* **Description of the task**
Produce an exact copy of the lines from the line that contains "target | dog's front leg" to the end of the listing below.

* **Recorded information**
- - - -

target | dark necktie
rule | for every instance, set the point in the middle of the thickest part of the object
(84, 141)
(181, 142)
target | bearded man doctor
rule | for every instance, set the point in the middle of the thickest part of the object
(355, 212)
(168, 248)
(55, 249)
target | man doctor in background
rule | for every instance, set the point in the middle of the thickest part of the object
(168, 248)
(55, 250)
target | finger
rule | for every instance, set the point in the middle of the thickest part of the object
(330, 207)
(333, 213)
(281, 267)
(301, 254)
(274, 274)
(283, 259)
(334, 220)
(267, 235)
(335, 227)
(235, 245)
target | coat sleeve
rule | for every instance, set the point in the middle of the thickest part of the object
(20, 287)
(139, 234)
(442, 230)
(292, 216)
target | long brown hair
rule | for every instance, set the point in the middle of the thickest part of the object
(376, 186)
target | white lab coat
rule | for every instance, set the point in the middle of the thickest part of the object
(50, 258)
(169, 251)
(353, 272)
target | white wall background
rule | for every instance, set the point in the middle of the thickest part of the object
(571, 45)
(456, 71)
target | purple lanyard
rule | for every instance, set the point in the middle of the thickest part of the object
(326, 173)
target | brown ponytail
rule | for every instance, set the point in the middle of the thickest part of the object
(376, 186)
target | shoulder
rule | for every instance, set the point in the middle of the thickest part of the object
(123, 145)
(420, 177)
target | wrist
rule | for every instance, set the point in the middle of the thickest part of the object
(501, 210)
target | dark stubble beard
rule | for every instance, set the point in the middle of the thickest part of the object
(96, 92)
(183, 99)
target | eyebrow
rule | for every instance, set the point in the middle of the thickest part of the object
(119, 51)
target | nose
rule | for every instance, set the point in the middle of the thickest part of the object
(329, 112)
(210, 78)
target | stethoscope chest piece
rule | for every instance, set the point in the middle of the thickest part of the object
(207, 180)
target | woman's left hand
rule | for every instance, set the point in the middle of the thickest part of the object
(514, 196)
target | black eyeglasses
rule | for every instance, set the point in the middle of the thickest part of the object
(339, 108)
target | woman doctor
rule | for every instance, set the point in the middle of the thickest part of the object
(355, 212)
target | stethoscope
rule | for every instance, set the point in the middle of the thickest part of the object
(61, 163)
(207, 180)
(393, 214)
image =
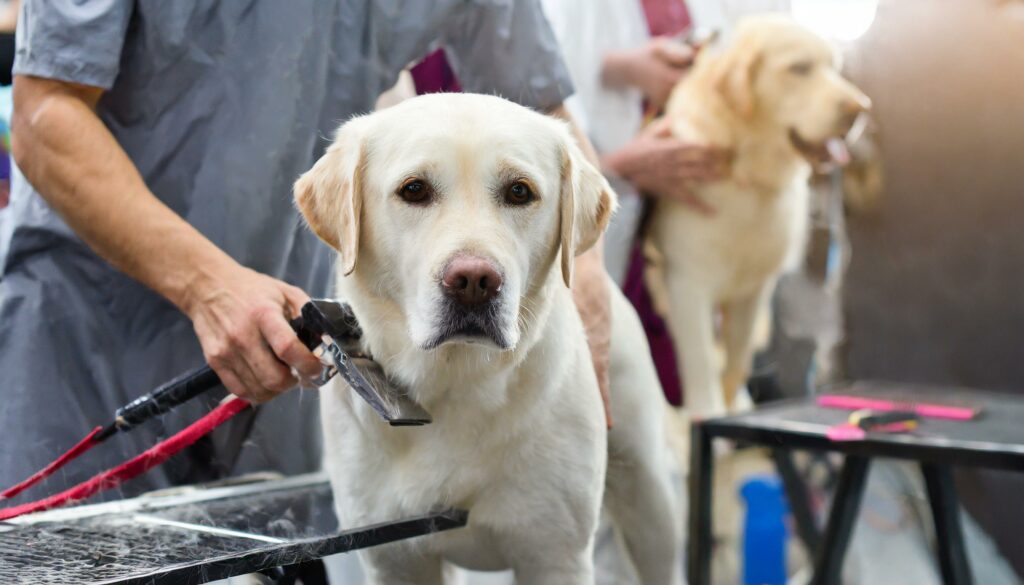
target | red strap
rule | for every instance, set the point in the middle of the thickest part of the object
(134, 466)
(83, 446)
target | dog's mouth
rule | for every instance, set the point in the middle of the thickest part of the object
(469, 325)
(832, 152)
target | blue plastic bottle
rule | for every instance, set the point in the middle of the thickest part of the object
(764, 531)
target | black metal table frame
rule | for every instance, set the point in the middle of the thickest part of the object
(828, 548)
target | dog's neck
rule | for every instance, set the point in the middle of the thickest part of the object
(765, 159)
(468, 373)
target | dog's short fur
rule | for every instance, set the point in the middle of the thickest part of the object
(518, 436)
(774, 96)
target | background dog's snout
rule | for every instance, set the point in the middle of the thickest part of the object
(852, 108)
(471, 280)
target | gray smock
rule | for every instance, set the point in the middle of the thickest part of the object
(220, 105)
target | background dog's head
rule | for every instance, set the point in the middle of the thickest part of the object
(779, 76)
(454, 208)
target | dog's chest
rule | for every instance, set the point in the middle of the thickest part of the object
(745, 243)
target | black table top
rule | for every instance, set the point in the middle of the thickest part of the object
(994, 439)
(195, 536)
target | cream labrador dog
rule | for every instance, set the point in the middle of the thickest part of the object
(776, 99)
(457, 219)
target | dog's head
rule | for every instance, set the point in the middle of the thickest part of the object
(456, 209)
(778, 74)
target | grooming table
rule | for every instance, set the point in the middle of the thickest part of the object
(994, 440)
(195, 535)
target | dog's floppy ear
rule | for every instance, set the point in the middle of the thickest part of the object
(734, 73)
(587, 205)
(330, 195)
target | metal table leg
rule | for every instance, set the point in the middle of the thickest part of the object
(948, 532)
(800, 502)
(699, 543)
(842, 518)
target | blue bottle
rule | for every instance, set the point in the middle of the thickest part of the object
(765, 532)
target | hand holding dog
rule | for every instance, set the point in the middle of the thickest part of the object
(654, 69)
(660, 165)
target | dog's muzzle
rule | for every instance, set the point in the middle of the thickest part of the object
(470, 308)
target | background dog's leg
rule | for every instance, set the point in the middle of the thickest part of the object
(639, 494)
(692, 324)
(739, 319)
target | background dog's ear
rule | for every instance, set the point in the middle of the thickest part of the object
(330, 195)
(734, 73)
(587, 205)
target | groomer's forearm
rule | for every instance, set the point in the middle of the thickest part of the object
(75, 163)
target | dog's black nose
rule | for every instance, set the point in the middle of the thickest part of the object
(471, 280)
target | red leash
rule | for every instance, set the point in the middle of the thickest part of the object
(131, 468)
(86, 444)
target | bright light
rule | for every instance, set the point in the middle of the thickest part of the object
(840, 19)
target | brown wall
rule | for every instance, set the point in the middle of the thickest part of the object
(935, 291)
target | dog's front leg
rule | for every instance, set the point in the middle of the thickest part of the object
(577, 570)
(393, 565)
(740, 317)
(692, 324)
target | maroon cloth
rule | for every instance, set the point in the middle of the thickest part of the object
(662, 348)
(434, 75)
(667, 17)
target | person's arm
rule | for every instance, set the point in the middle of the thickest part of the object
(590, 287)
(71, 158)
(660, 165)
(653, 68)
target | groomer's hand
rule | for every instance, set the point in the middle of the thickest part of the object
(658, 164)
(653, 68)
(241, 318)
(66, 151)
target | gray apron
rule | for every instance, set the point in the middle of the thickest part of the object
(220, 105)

- - - -

* **Response for this exercise**
target | dog's front leg
rule | for every instance, set the point in the middle of the thickest part of the object
(577, 570)
(393, 565)
(740, 317)
(692, 324)
target | maroon cloth
rule | for every instance, set the point in the middle of the thickest part of the object
(662, 348)
(434, 75)
(667, 17)
target | person's arm
rule | for every instance, set the point in the middle of the thickest part of the object
(590, 287)
(71, 158)
(660, 165)
(653, 68)
target | groomer's hand
rule | for every instance, set the point in the middle of the thickest part of the object
(658, 164)
(653, 68)
(241, 318)
(66, 151)
target | gray apron
rule | for every instance, set the point in the middle of the thickest part of the object
(220, 105)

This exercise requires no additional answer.